YOUR INSTRUCTIONS:
Every entry must be output exactly as it is written.

Segment Start: AVAILABLE DATA

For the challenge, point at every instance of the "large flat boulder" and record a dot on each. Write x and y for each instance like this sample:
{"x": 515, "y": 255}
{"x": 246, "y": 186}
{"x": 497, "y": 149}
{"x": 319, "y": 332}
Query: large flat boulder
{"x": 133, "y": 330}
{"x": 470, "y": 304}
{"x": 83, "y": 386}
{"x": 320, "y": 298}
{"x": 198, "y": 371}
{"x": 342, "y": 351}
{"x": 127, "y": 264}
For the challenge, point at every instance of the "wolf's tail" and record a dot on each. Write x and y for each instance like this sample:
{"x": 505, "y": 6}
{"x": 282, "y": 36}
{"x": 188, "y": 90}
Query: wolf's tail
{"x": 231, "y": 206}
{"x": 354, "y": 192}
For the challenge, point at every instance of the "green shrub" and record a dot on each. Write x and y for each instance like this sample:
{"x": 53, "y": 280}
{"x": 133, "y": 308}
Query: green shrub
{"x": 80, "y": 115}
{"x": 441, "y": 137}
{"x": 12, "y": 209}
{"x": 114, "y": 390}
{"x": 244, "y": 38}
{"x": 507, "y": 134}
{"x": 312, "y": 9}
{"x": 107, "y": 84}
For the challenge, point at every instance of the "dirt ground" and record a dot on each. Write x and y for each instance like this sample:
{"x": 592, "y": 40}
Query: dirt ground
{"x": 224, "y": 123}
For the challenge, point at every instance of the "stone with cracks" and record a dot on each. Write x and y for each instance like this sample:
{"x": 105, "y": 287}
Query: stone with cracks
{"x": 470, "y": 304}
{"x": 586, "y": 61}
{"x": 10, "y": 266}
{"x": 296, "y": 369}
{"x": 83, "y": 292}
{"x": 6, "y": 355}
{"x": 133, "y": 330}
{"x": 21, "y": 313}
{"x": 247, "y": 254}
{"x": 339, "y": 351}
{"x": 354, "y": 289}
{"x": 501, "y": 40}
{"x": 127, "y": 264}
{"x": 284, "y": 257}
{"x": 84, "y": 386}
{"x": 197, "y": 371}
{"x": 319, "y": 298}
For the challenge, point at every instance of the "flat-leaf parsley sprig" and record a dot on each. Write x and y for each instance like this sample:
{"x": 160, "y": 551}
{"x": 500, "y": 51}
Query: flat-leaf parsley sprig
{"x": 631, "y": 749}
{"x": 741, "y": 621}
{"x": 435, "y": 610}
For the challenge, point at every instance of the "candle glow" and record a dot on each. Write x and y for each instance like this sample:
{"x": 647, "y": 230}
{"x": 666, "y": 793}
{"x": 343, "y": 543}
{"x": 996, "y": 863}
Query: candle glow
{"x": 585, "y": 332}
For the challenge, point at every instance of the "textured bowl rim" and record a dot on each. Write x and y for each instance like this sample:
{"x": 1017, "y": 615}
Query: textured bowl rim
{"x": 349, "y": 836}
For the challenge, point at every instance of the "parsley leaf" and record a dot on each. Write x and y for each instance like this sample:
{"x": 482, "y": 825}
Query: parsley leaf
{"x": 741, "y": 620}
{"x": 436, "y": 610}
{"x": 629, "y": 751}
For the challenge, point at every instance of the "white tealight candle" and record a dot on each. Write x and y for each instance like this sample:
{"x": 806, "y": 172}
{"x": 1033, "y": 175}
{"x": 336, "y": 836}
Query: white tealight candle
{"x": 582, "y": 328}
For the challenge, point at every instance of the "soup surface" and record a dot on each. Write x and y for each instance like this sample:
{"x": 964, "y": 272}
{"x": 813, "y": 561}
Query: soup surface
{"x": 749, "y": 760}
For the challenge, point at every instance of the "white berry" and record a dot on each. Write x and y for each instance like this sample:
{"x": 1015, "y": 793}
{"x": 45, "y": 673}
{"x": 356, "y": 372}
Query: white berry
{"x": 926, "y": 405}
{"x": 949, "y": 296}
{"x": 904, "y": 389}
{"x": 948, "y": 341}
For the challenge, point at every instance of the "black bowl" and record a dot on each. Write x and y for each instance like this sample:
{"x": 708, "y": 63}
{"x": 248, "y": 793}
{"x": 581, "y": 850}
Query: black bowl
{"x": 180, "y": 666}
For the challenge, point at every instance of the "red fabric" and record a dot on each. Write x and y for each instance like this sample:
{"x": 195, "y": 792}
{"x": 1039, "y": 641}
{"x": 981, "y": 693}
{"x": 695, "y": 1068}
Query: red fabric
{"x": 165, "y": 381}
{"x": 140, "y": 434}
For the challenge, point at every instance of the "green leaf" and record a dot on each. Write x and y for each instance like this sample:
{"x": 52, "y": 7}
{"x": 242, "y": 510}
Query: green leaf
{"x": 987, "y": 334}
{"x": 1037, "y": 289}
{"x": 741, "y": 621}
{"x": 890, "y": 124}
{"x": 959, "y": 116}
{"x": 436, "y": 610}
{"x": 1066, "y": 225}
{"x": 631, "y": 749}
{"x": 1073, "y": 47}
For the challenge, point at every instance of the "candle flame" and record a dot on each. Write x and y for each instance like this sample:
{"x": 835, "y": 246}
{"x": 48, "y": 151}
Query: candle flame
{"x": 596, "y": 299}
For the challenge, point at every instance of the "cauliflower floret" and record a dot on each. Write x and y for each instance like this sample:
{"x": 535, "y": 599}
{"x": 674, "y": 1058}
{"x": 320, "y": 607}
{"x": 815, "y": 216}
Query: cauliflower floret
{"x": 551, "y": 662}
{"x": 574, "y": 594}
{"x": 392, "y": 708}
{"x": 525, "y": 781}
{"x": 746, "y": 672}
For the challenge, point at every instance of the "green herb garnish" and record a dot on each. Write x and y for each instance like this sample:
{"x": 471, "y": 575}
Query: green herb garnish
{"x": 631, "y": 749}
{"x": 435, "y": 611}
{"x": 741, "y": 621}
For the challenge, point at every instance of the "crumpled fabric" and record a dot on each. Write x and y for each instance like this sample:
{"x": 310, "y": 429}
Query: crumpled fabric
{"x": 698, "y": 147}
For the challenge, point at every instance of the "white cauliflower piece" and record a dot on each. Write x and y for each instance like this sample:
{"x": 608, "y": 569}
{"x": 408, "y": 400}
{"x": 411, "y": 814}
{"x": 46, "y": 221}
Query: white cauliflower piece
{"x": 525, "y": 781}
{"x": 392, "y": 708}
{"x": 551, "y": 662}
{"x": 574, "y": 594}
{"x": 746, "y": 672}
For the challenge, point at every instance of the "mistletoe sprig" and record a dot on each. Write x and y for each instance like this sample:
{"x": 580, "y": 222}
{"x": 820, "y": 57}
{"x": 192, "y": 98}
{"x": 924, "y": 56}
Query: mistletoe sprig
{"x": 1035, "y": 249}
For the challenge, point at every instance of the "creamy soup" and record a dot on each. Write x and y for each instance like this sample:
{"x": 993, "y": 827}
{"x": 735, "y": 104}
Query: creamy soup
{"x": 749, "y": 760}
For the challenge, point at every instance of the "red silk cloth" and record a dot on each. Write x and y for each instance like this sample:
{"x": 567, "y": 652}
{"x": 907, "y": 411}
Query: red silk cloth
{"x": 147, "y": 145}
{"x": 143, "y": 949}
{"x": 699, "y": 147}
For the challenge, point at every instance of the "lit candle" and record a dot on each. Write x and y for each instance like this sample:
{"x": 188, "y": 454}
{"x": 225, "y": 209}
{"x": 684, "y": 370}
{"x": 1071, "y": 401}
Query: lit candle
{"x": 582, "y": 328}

Segment End: AVAILABLE DATA

FINAL ANSWER:
For the challenge, point at every instance of the "large flat boulder" and record a dot on each. Write x and y for each instance like this sample:
{"x": 515, "y": 255}
{"x": 246, "y": 186}
{"x": 497, "y": 149}
{"x": 319, "y": 332}
Query: large flat boulder
{"x": 133, "y": 330}
{"x": 470, "y": 304}
{"x": 83, "y": 386}
{"x": 320, "y": 298}
{"x": 198, "y": 371}
{"x": 342, "y": 351}
{"x": 127, "y": 264}
For the challenge, point at every instance of the "wolf's tail" and record a dot on each. Write x and y for each instance like this sample:
{"x": 505, "y": 6}
{"x": 282, "y": 36}
{"x": 188, "y": 90}
Query: wolf's tail
{"x": 231, "y": 206}
{"x": 354, "y": 192}
For the challenge, point at every instance of the "green shrub" and record a dot on each. Write x and y for each instance like this sample:
{"x": 53, "y": 280}
{"x": 133, "y": 308}
Query: green shrub
{"x": 80, "y": 115}
{"x": 441, "y": 137}
{"x": 12, "y": 209}
{"x": 114, "y": 390}
{"x": 244, "y": 38}
{"x": 507, "y": 134}
{"x": 312, "y": 9}
{"x": 107, "y": 84}
For the challenge, point at every instance of the "dirt ground" and record a dot on each. Write x and y for each instance like this sample:
{"x": 592, "y": 40}
Query: dirt ground
{"x": 224, "y": 123}
For the challenge, point at every instance of the "stone with cracks" and record a dot on each. Write x and y for each instance like this sample:
{"x": 105, "y": 287}
Query: stone with cracks
{"x": 470, "y": 304}
{"x": 586, "y": 61}
{"x": 10, "y": 266}
{"x": 296, "y": 369}
{"x": 83, "y": 292}
{"x": 6, "y": 355}
{"x": 133, "y": 330}
{"x": 21, "y": 313}
{"x": 247, "y": 254}
{"x": 339, "y": 351}
{"x": 354, "y": 289}
{"x": 501, "y": 40}
{"x": 127, "y": 264}
{"x": 284, "y": 257}
{"x": 84, "y": 386}
{"x": 197, "y": 371}
{"x": 319, "y": 298}
For the challenge, point at every instance of the "flat-leaf parsley sprig" and record a dot on each. Write x and y for each instance like this sample:
{"x": 160, "y": 551}
{"x": 500, "y": 51}
Query: flat-leaf parsley sprig
{"x": 631, "y": 749}
{"x": 741, "y": 621}
{"x": 435, "y": 610}
For the challenge, point at every instance of the "candle glow" and record a dot on each. Write x and y for each instance like this sample:
{"x": 647, "y": 230}
{"x": 666, "y": 793}
{"x": 343, "y": 543}
{"x": 996, "y": 863}
Query: candle glow
{"x": 585, "y": 332}
For the challenge, point at every instance of the "textured bowl rim" and record a dot on each. Write x and y for each instance like this sample:
{"x": 1017, "y": 615}
Query: textured bowl rim
{"x": 349, "y": 836}
For the challenge, point at every instance of the "parsley leaf" and record a dot on each. Write x and y for each instance like this sample:
{"x": 482, "y": 825}
Query: parsley leaf
{"x": 741, "y": 620}
{"x": 436, "y": 610}
{"x": 629, "y": 751}
For the challenge, point at every instance of the "white tealight candle" and record a dot on each. Write x and y for each instance like this sample:
{"x": 806, "y": 172}
{"x": 1033, "y": 175}
{"x": 336, "y": 836}
Query: white tealight candle
{"x": 582, "y": 328}
For the challenge, point at every instance of the "soup surface" and record a dot on each. Write x and y for each instance like this sample:
{"x": 964, "y": 272}
{"x": 813, "y": 561}
Query: soup surface
{"x": 749, "y": 760}
For the challenge, point at every instance of the "white berry" and record a dot on each. Write x and y for each instance like this sample:
{"x": 1015, "y": 793}
{"x": 45, "y": 673}
{"x": 356, "y": 372}
Query: white berry
{"x": 926, "y": 405}
{"x": 949, "y": 296}
{"x": 904, "y": 389}
{"x": 948, "y": 341}
For the challenge, point at every instance of the "black bowl" and record a dot on each. Write x and y for each instance like this sample:
{"x": 708, "y": 63}
{"x": 248, "y": 793}
{"x": 581, "y": 850}
Query: black bowl
{"x": 180, "y": 666}
For the challenge, point at every instance of the "red fabric" and record a dot on each. Write x and y for each instance like this sample:
{"x": 195, "y": 792}
{"x": 1039, "y": 641}
{"x": 981, "y": 693}
{"x": 695, "y": 1068}
Query: red fabric
{"x": 165, "y": 381}
{"x": 140, "y": 434}
For the challenge, point at every instance of the "green leaf" and record a dot on each. Write x and y for each instance like this sample:
{"x": 52, "y": 7}
{"x": 242, "y": 510}
Query: green leaf
{"x": 987, "y": 334}
{"x": 1037, "y": 289}
{"x": 741, "y": 621}
{"x": 890, "y": 124}
{"x": 959, "y": 116}
{"x": 436, "y": 610}
{"x": 1066, "y": 225}
{"x": 631, "y": 749}
{"x": 1073, "y": 47}
For the challenge, point at every instance of the "candle flame" and record a dot on each. Write x and y for each instance like this sample:
{"x": 835, "y": 246}
{"x": 48, "y": 151}
Query: candle flame
{"x": 596, "y": 299}
For the challenge, point at every instance of the "cauliflower floret" and record a dot on each. Write x and y for each instance like this sample:
{"x": 535, "y": 599}
{"x": 674, "y": 1058}
{"x": 320, "y": 607}
{"x": 815, "y": 216}
Query: cauliflower floret
{"x": 551, "y": 662}
{"x": 574, "y": 594}
{"x": 392, "y": 708}
{"x": 525, "y": 781}
{"x": 746, "y": 672}
For the challenge, point at every instance of the "green herb garnish" and record a dot on each. Write x and y for each instance like this sample:
{"x": 471, "y": 575}
Query: green herb garnish
{"x": 631, "y": 749}
{"x": 435, "y": 611}
{"x": 741, "y": 621}
For the challenge, point at every instance of the "crumpled fabric" and record a dot on each. Write x and y for each instance like this sample:
{"x": 310, "y": 429}
Query: crumpled fabric
{"x": 698, "y": 147}
For the challenge, point at every instance of the "white cauliflower piece" and record a dot on each. Write x and y for each instance like this sample:
{"x": 608, "y": 569}
{"x": 408, "y": 400}
{"x": 411, "y": 814}
{"x": 46, "y": 221}
Query: white cauliflower piece
{"x": 525, "y": 781}
{"x": 392, "y": 708}
{"x": 551, "y": 662}
{"x": 574, "y": 594}
{"x": 746, "y": 672}
For the challenge, point at every instance of the "mistletoe sprig" and record a dot on each. Write x and y for each instance like this sample:
{"x": 580, "y": 222}
{"x": 820, "y": 57}
{"x": 192, "y": 98}
{"x": 924, "y": 56}
Query: mistletoe sprig
{"x": 1035, "y": 249}
For the challenge, point at every instance of the "creamy soup" and record a dot on each. Write x and y for each instance like this sample:
{"x": 993, "y": 827}
{"x": 735, "y": 104}
Query: creamy soup
{"x": 749, "y": 760}
For the challenge, point at every instance of the "red silk cloth" and record a dot on each. Write x and y for each instance like this sample:
{"x": 567, "y": 652}
{"x": 907, "y": 411}
Query: red silk cloth
{"x": 147, "y": 145}
{"x": 143, "y": 949}
{"x": 699, "y": 147}
For the challenge, point at every instance of the "lit candle" and record a dot on each. Write x and y for each instance like this sample:
{"x": 188, "y": 454}
{"x": 225, "y": 209}
{"x": 684, "y": 370}
{"x": 1071, "y": 401}
Query: lit candle
{"x": 582, "y": 328}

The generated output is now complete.